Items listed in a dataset
--*--

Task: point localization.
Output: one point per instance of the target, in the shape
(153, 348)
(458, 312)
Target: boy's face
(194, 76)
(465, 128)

--*--

Restate the records exactly. Leave nothing out.

• Exercise response:
Task: point localization.
Output: one point per instance of the target, in the shape
(153, 348)
(458, 312)
Target: boy's face
(194, 76)
(465, 128)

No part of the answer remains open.